(Objective): Reproduce each of the records below verbatim, line for line, without changing any wording.

(Materials provided):
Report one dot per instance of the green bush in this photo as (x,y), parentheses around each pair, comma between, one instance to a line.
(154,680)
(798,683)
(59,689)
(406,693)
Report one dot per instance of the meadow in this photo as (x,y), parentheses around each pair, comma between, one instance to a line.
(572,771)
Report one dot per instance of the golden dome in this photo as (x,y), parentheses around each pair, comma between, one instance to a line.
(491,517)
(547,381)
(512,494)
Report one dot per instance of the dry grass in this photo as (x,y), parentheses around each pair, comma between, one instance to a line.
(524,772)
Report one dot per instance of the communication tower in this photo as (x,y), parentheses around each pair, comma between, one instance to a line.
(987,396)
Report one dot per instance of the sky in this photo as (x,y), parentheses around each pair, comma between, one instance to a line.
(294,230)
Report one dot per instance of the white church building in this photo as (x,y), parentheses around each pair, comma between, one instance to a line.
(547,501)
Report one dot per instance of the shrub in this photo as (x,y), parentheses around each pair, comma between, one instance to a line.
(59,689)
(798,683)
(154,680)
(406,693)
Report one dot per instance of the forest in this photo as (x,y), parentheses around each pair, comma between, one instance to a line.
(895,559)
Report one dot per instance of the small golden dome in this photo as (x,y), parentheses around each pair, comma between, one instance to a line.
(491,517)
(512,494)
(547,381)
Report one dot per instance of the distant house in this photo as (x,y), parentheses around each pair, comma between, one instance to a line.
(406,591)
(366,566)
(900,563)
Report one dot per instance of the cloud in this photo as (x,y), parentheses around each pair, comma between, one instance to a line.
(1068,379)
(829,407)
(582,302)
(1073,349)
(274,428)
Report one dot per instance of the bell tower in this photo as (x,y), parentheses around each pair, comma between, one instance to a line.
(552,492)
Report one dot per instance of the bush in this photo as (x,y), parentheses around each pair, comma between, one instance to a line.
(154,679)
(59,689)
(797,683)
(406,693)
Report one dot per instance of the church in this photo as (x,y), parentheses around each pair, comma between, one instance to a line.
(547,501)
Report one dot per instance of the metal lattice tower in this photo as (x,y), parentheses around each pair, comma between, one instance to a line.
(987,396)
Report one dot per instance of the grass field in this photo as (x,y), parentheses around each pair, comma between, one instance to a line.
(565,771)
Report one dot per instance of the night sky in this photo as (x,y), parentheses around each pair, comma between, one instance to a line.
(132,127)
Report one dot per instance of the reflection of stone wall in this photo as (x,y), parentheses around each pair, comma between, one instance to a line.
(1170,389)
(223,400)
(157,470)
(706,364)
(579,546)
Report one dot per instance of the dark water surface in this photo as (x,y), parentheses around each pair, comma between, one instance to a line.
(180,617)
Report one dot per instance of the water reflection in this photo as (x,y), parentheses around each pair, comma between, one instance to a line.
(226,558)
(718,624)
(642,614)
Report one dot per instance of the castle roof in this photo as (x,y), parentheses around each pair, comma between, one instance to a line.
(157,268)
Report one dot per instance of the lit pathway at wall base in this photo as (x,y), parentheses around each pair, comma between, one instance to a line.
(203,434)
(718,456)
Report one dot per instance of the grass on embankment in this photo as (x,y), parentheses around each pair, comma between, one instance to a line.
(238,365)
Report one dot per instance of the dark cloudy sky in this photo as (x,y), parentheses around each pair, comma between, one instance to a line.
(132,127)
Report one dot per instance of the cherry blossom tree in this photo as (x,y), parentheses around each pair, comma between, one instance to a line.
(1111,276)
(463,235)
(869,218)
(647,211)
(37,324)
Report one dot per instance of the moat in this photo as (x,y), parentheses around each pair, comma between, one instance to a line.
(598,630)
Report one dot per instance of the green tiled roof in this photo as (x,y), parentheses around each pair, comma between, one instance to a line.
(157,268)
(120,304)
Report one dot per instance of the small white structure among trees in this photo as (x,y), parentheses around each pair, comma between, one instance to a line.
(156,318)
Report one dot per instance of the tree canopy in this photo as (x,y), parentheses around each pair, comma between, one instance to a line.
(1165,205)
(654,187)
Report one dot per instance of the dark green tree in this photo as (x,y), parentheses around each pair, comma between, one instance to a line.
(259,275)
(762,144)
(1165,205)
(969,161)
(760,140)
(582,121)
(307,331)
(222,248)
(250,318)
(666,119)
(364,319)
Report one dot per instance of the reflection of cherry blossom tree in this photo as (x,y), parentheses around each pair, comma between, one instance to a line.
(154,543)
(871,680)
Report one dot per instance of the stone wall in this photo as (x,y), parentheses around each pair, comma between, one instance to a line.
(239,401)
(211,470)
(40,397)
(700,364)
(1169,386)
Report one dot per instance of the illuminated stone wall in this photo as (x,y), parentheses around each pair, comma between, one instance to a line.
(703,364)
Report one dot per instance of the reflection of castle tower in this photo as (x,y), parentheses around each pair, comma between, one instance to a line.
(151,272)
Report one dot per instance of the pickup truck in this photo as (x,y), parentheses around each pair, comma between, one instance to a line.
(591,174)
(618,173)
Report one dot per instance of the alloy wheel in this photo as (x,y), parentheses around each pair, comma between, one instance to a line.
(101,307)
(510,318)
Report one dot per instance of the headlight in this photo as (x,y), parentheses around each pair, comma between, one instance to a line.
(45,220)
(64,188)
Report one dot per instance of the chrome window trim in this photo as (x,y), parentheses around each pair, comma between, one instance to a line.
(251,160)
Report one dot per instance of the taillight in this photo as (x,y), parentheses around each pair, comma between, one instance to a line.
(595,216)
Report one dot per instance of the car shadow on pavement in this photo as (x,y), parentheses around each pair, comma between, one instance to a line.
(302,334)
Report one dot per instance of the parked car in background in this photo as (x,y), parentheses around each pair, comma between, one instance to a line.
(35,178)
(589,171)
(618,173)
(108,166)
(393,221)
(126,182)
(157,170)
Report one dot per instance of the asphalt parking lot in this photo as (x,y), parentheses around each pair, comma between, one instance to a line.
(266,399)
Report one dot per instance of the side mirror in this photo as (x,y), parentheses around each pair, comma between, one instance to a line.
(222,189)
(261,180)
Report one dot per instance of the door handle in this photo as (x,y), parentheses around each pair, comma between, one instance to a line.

(The completed task):
Report one dot per instance of the green bush in this photo as (x,y), parentheses around each pair, comma between, one instance to a line.
(154,680)
(798,683)
(59,689)
(406,693)
Report one dot per instance of the meadow in this photo as (x,y), parentheses around each pair, comma between, one instance to a line.
(572,771)
Report one dot per instance of the golden dome in this photo as (x,y), parentheses around each pair, comma between, one instance to a line.
(491,517)
(547,381)
(512,494)
Report one dot per instance of the dry grass in this photo as (x,y), parentheses around each pair, comma between, one instance to a line.
(524,772)
Report one dot per instance of the communication tower in this photo as (x,y), parentheses around each pair, comma between, one instance to a line.
(987,396)
Report one dot per instance of the sky in this photo as (x,y), parentheses around each pair, comma between, one instance to a line.
(294,230)
Report one dot per instance of the white church building in this photo as (x,y), parentheses around each pair, comma between, one instance to a line.
(547,501)
Report one dot per instance of the shrub in this photo as (x,y), parentheses around each pair, comma between, one instance to a line.
(59,689)
(798,683)
(154,680)
(406,693)
Report one dot per instance of the forest in this photo as (x,y), parentheses around each pair, comma between, one instance to a line.
(895,559)
Report one dot per instance of the small golden dome in this photo as (x,y), parentheses around each pair, comma between, one instance to a line.
(491,517)
(512,494)
(547,381)
Report one dot per instance of the distant house in this photo as (x,y), parentheses around each pair, comma between, one instance to a line.
(406,591)
(366,566)
(900,563)
Report one dot per instance of the cloud in this photo as (x,y), parentheses around each pair, comma between, one instance to a line.
(1068,379)
(829,407)
(582,302)
(1073,349)
(274,428)
Report one dot per instance of the bell tower in this photo as (x,y), parentheses around each pair, comma between, one instance to a line.
(552,492)
Report one dot per instance of the bush in this photo as (x,y), parentheses around each pair, comma between, one instance to a line.
(154,679)
(59,689)
(797,683)
(406,693)
Report one dot per instance of the church in this photo as (x,y), parentheses around each pair, comma between, one instance to a line.
(547,501)
Report one dot per instance of the metal lattice tower in this photo as (x,y), parentheses around each pair, comma between, one instance to a line.
(987,396)
Report one dot per instance of the grass field in this photo as (x,y), parentheses around each pair, comma between, one instance to a line.
(565,771)
Report one dot per instance of the night sky in this photo as (x,y), parentheses around each pair, comma between, one instance to a line.
(132,127)
Report one dot per instance of the reflection of stone wall in this photo as (x,y), parentheses around each pair, comma between, one instance to a line.
(1170,389)
(223,400)
(157,470)
(706,364)
(579,546)
Report one dot per instance of the dark water surface in this photo as (x,y), parentheses around each pair, comma between, one instance to a line.
(180,617)
Report one dot per instance of the water reflection in this photo as (x,y), parentheses around each pair, comma between, one instance to a line.
(226,558)
(718,624)
(642,614)
Report one dot per instance of the castle roof in this photo as (x,y), parentheses around each pair, comma between, one instance to a line.
(157,268)
Report one dot per instance of the lit pathway at wall base in this photo as (x,y), parentheses around each pair, comma between, one instance to a line.
(203,434)
(718,456)
Report one dot per instance of the grass on embankment in this photo as (x,y), parentheses around each pair, comma between, one instance to a line.
(238,365)
Report one dot per instance of the dark cloudy sky in this photo as (x,y), parentheses around each pair, comma between, one instance to a line.
(132,127)
Report one dot per instance of the cherry blossom tree in this photo as (x,y), parentheses around each pair, comma between, one instance to a line.
(1111,276)
(463,235)
(869,218)
(647,211)
(37,324)
Report one dot per instance of the moat in this photo as (x,y), parentheses around each pair, comma between, one instance to a line.
(598,630)
Report one dot per instance of the green tiled roof in this photo as (x,y), parentheses around each pair, comma between, one instance to a line.
(157,268)
(120,304)
Report one dot per instance of the small white structure among trees in this photo as (x,y), parentheses around each pair, comma between, one instance to a line.
(156,318)
Report one dot per instance of the tree canopy in this photo as (x,y), parentheses around each pair, comma between, one instance to a line.
(1165,205)
(654,187)
Report one dot per instance of the dark green tree in this photo as (x,y), parentheses around each pair, comma between, one instance to a line.
(259,275)
(762,144)
(1165,205)
(969,161)
(760,140)
(582,121)
(307,331)
(222,248)
(250,318)
(666,119)
(364,319)
Report one dot per instance of the reflection of cherry blossom tree in this photo as (x,y), parentheses around each pair, comma between, one instance to a line.
(154,543)
(871,680)
Report one dot per instance of the stone wall in this photo as (x,y), parentheses around each pair, comma between, one instance to a line.
(239,401)
(211,470)
(40,397)
(700,364)
(1169,386)
Report one dot per instance of the illuminated stone wall in this photo as (x,y), parentheses around each pair, comma between, one instance to a line.
(703,364)
Report one dot per instance of the reflection of castle tower in this photo as (x,y), parentheses around each pair, comma between, one instance to a line.
(151,272)
Report one dot per instance of the pickup truck in this photo as (x,y), parentheses around each pair, comma between, one instance to a line.
(591,174)
(618,173)
Report one dot per instance of the alloy wheel in this photo as (x,y), parentheses around each pair, comma between, one instance to a line.
(101,307)
(510,318)
Report one dot per instance of the headlight in this photo as (x,y), parentheses around each pair, comma between, one instance to a line.
(45,220)
(64,188)
Report one dot per instance of the chrome window trim in this photo as (x,y), parentheses around each pair, comma between, one instance to a line.
(251,160)
Report one dot per instance of the taillight in this photo as (x,y), parentheses around each pair, comma between, one instance to a line.
(595,216)
Report one dot per instance of the car shadow on pavement in this photo as (x,y), parentheses around each pair, comma between, one instance to a line.
(302,334)
Report one dot per instance of the parked car in background in this photo as (x,y), parentheses around each pair, comma between, one instance to a line.
(35,178)
(589,171)
(618,173)
(108,166)
(393,221)
(126,182)
(157,170)
Report one dot per instance of the asphalt parking lot in this photo as (x,y), parentheses around each pair, comma between, one instance to a line.
(266,399)
Report one dot per instance of the side mirror in this photo as (x,y), parentheses around each pair, comma between, one instance to a line.
(222,189)
(261,180)
Report one dot per instance of the door handle in this photo as (x,y), parentheses around each pair, comma between, one instance to a line.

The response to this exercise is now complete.